## [WHAT YOU SHOULD DO]
Which lines of the material below contain the string "wall"? Pull each one out in full, treating case as significant.

:::

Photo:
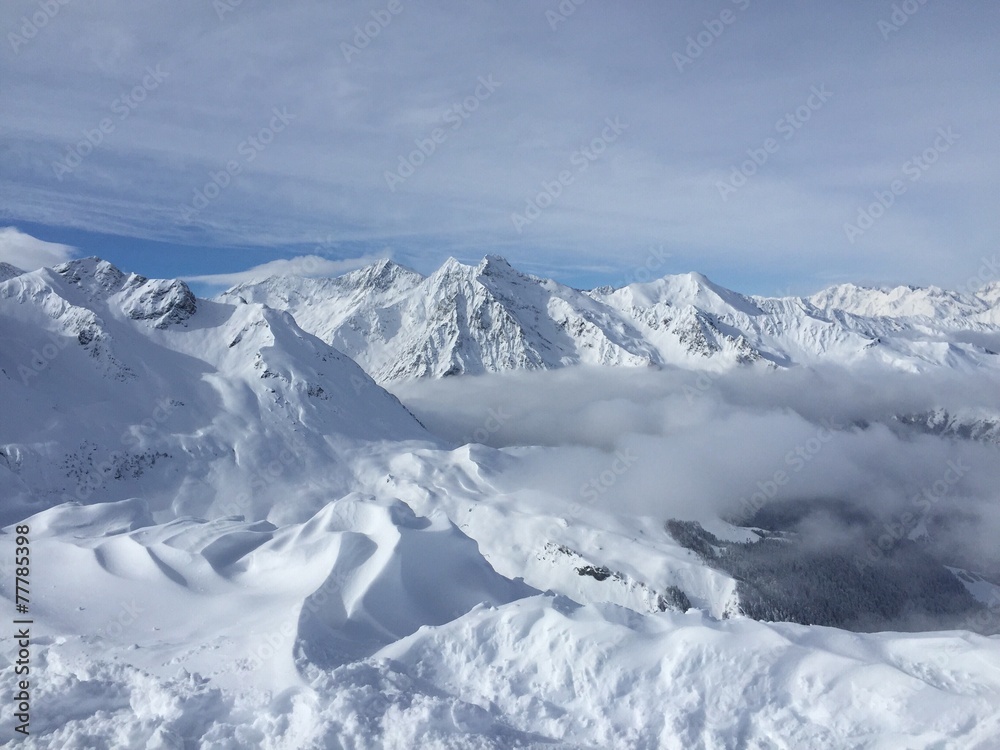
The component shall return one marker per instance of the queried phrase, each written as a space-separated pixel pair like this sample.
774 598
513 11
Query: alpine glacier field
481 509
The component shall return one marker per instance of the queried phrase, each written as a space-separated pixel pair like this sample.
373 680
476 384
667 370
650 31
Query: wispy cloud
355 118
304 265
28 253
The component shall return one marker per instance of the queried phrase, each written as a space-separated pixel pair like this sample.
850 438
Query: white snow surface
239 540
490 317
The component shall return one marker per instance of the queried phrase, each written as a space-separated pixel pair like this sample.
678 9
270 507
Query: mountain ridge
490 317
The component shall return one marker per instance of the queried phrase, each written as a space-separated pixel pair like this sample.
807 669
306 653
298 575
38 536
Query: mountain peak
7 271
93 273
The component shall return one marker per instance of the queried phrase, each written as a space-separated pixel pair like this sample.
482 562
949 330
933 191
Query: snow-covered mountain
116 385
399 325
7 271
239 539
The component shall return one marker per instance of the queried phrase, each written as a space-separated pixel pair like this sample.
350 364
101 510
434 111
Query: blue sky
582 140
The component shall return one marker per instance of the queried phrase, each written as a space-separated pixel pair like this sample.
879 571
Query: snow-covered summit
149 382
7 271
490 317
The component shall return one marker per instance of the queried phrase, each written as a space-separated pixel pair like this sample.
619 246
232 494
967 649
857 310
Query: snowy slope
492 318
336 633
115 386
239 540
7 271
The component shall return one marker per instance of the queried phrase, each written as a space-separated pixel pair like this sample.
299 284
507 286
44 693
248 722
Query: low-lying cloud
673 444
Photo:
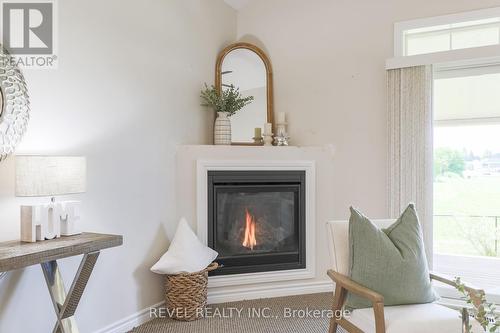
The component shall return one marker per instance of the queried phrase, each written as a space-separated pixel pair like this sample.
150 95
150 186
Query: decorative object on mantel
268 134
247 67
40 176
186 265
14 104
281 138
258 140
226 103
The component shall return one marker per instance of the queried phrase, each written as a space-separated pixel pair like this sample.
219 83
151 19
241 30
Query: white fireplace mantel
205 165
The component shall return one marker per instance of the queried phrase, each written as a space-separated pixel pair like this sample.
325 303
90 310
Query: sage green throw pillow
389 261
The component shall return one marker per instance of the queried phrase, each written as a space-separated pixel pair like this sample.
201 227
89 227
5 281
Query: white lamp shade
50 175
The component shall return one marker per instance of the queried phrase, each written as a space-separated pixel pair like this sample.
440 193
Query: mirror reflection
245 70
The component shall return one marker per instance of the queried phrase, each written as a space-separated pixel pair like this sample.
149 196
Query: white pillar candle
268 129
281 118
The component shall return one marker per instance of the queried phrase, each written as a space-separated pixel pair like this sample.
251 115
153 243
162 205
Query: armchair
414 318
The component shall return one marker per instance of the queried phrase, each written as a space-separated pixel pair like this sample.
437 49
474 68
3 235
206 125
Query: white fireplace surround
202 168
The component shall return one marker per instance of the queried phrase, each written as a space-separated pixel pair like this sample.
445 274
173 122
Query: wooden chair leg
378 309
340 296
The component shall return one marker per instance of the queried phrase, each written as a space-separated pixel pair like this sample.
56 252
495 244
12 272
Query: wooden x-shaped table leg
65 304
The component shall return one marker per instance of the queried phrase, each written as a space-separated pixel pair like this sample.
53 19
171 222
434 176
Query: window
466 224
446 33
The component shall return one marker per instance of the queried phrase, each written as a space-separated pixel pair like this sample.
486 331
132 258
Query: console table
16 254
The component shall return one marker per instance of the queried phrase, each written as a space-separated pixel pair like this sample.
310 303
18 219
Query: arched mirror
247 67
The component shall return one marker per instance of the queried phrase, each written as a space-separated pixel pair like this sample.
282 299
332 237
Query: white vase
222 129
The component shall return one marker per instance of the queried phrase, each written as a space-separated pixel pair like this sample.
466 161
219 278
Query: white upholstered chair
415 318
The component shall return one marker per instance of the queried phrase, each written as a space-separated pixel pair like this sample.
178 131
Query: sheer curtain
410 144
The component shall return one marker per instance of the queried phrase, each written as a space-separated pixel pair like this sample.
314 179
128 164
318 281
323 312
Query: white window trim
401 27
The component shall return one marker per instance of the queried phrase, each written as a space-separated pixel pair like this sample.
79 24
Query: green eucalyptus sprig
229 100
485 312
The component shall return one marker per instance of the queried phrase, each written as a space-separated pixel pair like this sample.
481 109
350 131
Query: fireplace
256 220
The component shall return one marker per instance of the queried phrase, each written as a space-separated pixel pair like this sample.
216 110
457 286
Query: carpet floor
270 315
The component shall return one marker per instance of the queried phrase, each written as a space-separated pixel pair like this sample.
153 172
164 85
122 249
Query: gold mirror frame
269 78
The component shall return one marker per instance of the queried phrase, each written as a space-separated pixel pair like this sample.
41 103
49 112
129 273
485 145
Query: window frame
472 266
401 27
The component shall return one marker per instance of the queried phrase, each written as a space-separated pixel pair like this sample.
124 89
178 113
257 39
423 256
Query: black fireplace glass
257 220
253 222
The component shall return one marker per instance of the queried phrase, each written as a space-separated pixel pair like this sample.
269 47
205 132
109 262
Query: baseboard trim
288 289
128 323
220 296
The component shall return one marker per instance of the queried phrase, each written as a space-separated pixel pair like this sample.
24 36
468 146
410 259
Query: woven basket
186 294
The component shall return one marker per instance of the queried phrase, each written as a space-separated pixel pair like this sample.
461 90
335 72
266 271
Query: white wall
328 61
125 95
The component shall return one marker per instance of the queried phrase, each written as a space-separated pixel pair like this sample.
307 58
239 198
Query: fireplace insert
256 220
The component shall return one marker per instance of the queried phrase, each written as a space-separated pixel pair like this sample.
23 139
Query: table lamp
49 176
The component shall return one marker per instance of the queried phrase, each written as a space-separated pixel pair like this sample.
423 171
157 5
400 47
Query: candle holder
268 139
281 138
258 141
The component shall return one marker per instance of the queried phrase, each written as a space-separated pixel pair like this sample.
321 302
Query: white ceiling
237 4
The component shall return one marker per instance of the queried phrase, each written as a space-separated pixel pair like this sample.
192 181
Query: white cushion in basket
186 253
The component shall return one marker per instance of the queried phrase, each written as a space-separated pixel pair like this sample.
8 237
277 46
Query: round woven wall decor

:::

## [SOLUTION FOR THIS PROBLEM]
Query: white wall
Query: round woven wall decor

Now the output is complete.